>>>>

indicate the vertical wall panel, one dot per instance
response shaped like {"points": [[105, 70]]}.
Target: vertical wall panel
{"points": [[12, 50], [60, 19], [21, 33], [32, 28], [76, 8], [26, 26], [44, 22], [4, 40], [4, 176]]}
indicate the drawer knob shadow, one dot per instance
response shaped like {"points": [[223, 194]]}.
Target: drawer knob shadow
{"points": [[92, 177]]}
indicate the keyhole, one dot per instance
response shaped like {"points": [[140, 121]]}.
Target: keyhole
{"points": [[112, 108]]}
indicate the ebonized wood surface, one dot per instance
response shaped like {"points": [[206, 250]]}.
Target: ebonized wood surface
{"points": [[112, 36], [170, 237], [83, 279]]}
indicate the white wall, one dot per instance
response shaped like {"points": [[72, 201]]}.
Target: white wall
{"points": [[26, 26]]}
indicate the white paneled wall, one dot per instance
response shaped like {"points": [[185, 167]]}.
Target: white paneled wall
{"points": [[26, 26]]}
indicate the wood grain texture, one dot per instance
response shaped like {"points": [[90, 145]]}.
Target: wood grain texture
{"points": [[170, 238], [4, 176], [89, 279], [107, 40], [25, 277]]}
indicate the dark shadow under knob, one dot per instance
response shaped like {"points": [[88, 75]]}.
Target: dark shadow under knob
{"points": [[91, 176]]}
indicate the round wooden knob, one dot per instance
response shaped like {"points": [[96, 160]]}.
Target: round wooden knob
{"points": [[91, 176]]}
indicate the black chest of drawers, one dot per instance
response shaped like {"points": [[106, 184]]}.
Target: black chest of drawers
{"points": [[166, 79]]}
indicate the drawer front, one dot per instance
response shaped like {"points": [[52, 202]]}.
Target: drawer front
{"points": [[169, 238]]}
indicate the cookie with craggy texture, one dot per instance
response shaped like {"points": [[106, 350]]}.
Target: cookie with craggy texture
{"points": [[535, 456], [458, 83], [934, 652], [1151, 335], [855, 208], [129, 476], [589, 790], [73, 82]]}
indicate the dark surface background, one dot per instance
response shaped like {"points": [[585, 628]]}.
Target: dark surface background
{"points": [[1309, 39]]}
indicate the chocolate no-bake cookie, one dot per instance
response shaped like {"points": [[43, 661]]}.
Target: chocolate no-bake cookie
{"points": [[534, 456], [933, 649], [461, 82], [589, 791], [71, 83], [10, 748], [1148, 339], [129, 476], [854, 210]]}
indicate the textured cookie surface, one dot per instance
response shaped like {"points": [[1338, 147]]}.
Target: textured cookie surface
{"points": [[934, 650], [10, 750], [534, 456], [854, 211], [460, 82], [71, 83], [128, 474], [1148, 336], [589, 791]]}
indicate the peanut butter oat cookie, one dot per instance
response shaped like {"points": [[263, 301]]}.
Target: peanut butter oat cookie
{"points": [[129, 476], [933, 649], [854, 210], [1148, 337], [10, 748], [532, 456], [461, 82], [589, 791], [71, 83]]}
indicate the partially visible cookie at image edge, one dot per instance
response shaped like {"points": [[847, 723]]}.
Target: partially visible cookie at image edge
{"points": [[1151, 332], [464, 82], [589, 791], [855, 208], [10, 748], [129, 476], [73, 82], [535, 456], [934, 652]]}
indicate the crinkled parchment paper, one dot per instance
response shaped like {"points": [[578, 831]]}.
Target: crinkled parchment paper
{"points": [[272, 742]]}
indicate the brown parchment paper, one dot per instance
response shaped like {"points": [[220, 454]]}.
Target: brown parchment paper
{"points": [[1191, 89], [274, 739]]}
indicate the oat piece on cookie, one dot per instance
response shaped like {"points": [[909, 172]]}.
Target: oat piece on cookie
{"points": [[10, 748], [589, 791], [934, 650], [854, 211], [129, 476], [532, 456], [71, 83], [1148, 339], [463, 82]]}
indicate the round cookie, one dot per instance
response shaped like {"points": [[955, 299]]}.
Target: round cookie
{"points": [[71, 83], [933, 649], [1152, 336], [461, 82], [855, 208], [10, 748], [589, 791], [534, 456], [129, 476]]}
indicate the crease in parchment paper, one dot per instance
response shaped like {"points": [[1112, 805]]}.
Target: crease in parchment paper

<<<<

### PROBLEM DETAILS
Print the material in full, exactly as written.

### OUTPUT OF THE TASK
indicate the vertical wall panel, one dot per instance
response shaped like {"points": [[105, 70]]}.
Target: vertical wall panel
{"points": [[12, 50], [60, 19], [21, 33], [32, 28], [76, 8], [26, 26], [44, 22], [4, 40], [4, 176]]}
indicate the drawer knob shadow, one dot per instance
response shaped like {"points": [[223, 194]]}.
Target: drawer knob shadow
{"points": [[92, 177]]}
indicate the keyhole, one dot per instance
response shaped like {"points": [[140, 121]]}.
Target: keyhole
{"points": [[112, 108]]}
indicate the ebonized wood surface, one dot per instance
response shaped like {"points": [[206, 250]]}.
Target: ebonized wood surface
{"points": [[112, 36], [170, 237], [83, 279]]}
indicate the white wall, one dot per instance
response shaped like {"points": [[72, 201]]}.
Target: white wall
{"points": [[26, 26]]}
indicate the white paneled wall, one dot per instance
response shaped like {"points": [[185, 167]]}.
Target: white paneled wall
{"points": [[26, 26]]}
indicate the wood grain texture, one dot per instance
response shaped like {"points": [[90, 145]]}.
Target: wood grain texture
{"points": [[170, 238], [4, 176], [89, 279], [107, 40], [25, 277]]}
indicate the dark shadow under knob, one dot per instance
response shaped like {"points": [[88, 75]]}.
Target: dark shadow under knob
{"points": [[91, 176]]}
indicate the round wooden knob, one dot per instance
response shaped like {"points": [[96, 160]]}.
Target: round wooden knob
{"points": [[91, 176]]}
indicate the black chest of drawers, one dot per instance
response shaped like {"points": [[106, 184]]}.
Target: black chest of drawers
{"points": [[166, 79]]}
indicate the drawer front, one dot per instance
response shaped like {"points": [[52, 202]]}.
Target: drawer front
{"points": [[169, 238]]}
indicate the cookie with craggy texture, one dot per instance
response shaped like {"points": [[106, 350]]}.
Target: cookie with craggy texture
{"points": [[535, 456], [458, 83], [934, 652], [1151, 335], [855, 208], [129, 476], [589, 790], [73, 82]]}
indicate the dark surface background, one dot per instance
response shaped like {"points": [[585, 628]]}.
Target: dark surface background
{"points": [[1309, 39]]}
indicate the chocolate no-bake cookie, one dot per instance
response shaped like {"points": [[43, 661]]}.
Target: chocolate no-bake cookie
{"points": [[534, 456], [933, 649], [461, 82], [589, 791], [71, 83], [10, 748], [1148, 339], [129, 476], [854, 210]]}
indicate the textured cookie surface, one dot per instance
response shaped like {"points": [[1338, 147]]}.
Target: textured cookie surface
{"points": [[934, 650], [10, 750], [534, 456], [854, 211], [460, 82], [71, 83], [128, 474], [1148, 336], [589, 791]]}
indicate the peanut butter oat cookie, one dot per instance
response shaped like {"points": [[263, 301]]}.
Target: peanut butter oat cookie
{"points": [[129, 476], [933, 649], [854, 210], [1148, 337], [10, 748], [532, 456], [461, 82], [589, 791], [71, 83]]}
indicate the partially visible cookie at image edge, one dot per instance
response shaped like {"points": [[847, 723]]}.
Target: partially visible cookie at image edge
{"points": [[1151, 332], [464, 82], [589, 791], [855, 208], [10, 748], [129, 476], [73, 82], [535, 456], [934, 652]]}
indicate the crinkled parchment paper, one dot per instance
response shaped like {"points": [[578, 831]]}.
Target: crinkled parchment paper
{"points": [[272, 742]]}
indicate the brown parchment paper, one dot per instance
response shaped like {"points": [[220, 454]]}.
Target: brown parchment paper
{"points": [[1191, 89], [274, 739]]}
indicate the oat piece on cookie, one dot per instance
response shaped like {"points": [[909, 172]]}.
Target: oat piece on cookie
{"points": [[10, 748], [589, 791], [934, 650], [854, 211], [129, 476], [532, 456], [71, 83], [1148, 339], [463, 82]]}
indicate the round cookie, one dot per instance
response shaped like {"points": [[955, 299]]}.
Target: round cookie
{"points": [[71, 83], [933, 649], [1152, 336], [461, 82], [855, 208], [10, 748], [589, 791], [534, 456], [129, 476]]}
indicate the crease in parchment paper, one dot per instance
response shaped like {"points": [[1112, 805]]}.
Target: crease in parchment paper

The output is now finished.